What is being asked. Write out every line of the records below verbatim, with no changes.

Entries drawn from a collection
---*---

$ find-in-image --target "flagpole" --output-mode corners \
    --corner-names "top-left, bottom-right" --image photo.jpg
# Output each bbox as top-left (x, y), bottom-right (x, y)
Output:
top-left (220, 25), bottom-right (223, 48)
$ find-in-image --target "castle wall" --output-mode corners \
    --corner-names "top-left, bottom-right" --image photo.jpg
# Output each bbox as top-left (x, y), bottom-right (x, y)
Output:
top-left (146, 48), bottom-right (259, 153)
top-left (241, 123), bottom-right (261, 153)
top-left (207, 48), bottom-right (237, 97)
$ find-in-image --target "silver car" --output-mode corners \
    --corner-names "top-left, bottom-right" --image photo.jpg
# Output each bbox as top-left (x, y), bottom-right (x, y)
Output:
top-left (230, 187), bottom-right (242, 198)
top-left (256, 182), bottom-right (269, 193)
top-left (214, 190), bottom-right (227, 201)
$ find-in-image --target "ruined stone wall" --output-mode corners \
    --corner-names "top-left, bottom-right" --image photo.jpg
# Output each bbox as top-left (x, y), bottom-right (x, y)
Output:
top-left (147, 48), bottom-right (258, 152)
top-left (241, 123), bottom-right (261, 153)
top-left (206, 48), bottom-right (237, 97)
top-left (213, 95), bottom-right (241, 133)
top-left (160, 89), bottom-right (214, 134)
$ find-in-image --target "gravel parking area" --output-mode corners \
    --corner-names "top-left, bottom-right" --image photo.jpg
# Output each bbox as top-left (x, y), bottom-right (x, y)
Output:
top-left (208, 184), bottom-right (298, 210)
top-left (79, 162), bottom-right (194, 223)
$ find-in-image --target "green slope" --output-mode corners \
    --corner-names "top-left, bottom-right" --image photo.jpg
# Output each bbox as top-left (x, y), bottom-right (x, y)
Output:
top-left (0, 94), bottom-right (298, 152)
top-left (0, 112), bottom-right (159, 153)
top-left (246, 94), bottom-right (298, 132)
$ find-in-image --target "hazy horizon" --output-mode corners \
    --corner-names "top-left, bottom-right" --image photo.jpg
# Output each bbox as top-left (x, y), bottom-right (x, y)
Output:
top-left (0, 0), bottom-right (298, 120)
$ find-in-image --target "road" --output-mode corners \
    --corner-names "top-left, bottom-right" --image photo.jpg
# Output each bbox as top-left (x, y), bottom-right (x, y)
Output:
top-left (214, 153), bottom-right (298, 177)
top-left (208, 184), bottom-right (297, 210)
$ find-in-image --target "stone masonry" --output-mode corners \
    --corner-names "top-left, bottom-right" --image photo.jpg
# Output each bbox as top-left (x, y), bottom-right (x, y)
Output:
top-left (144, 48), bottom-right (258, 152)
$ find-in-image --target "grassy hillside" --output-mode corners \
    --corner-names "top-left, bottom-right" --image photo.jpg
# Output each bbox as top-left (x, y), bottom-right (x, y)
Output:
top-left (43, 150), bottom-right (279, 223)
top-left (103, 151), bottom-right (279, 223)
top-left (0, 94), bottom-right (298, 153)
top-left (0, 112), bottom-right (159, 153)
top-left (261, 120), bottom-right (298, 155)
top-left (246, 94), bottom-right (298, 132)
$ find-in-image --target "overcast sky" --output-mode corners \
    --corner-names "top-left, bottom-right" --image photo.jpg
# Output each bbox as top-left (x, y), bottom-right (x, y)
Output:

---*---

Answer to this problem.
$ find-in-image --target "flagpole" --output-mode corners \
    --corner-names "top-left, bottom-right" --image photo.jpg
# Output each bbox as top-left (x, y), bottom-right (x, y)
Output:
top-left (220, 25), bottom-right (223, 48)
$ find-in-image --target "castle wall" --output-mode corners \
    --corner-names "top-left, bottom-right" --image photo.jpg
# Output each bbox as top-left (x, y), bottom-right (x, y)
Output:
top-left (146, 48), bottom-right (259, 153)
top-left (241, 123), bottom-right (261, 153)
top-left (207, 48), bottom-right (237, 97)
$ find-in-image --target "silver car" --output-mode corners \
    --corner-names "top-left, bottom-right" --image photo.jpg
# Output each bbox as top-left (x, y), bottom-right (x, y)
Output:
top-left (230, 187), bottom-right (242, 198)
top-left (256, 182), bottom-right (269, 193)
top-left (214, 190), bottom-right (227, 201)
$ find-in-image --target "ruined stone wall" --output-mode corners \
    --corner-names "top-left, bottom-right" --image photo.jpg
# Output each bbox as top-left (x, y), bottom-right (x, y)
Output:
top-left (147, 48), bottom-right (258, 152)
top-left (241, 123), bottom-right (261, 153)
top-left (206, 48), bottom-right (237, 97)
top-left (213, 95), bottom-right (241, 133)
top-left (160, 89), bottom-right (214, 134)
$ find-in-image --target "gravel parking area" --output-mode corners \
    --corner-names "top-left, bottom-right" --image photo.jpg
# Output each bbox as top-left (x, y), bottom-right (x, y)
Output:
top-left (208, 184), bottom-right (298, 210)
top-left (79, 162), bottom-right (194, 223)
$ find-in-image --target "green slope" --output-mode corners \
    --corner-names "top-left, bottom-right" --image photo.jpg
# Output each bbox as top-left (x, y), bottom-right (x, y)
Output:
top-left (0, 94), bottom-right (298, 152)
top-left (0, 112), bottom-right (159, 153)
top-left (246, 94), bottom-right (298, 132)
$ find-in-image --target "hazy horizon" --output-mode corners \
    --corner-names "top-left, bottom-right" --image photo.jpg
# Output each bbox as top-left (x, y), bottom-right (x, y)
Output:
top-left (0, 0), bottom-right (298, 120)
$ find-in-image --target "road" --output-mode corners \
    --corner-names "top-left, bottom-right" --image photo.jpg
# Output each bbox as top-left (x, y), bottom-right (x, y)
Output:
top-left (214, 153), bottom-right (298, 177)
top-left (208, 184), bottom-right (297, 210)
$ find-in-image --target "stone masonry" --output-mode corners \
    --corner-names "top-left, bottom-right" --image photo.jpg
# Output each bbox as top-left (x, y), bottom-right (x, y)
Output:
top-left (144, 48), bottom-right (258, 152)
$ find-in-image --target "grassy hillside" --output-mode corners \
    --corner-names "top-left, bottom-right" --image photo.jpg
# Output each bbox as top-left (x, y), bottom-right (x, y)
Output:
top-left (43, 150), bottom-right (279, 223)
top-left (103, 151), bottom-right (279, 223)
top-left (0, 94), bottom-right (298, 153)
top-left (0, 112), bottom-right (159, 153)
top-left (261, 120), bottom-right (298, 155)
top-left (246, 94), bottom-right (298, 132)
$ find-in-image --target "overcast sky" --output-mode corners \
    --corner-names "top-left, bottom-right" --image photo.jpg
# Output each bbox as top-left (x, y), bottom-right (x, y)
Output:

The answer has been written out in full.